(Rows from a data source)
%%
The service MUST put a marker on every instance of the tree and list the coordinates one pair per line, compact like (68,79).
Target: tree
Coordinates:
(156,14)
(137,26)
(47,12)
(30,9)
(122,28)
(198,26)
%%
GIVEN PROBLEM:
Reproduce every one of the rows above, line for line, without changing anything.

ANSWER TO THE EXERCISE:
The service MUST put a marker on every instance of the tree and list the coordinates one pair per line, compact like (68,79).
Target: tree
Coordinates:
(156,14)
(137,26)
(47,12)
(30,9)
(122,28)
(198,26)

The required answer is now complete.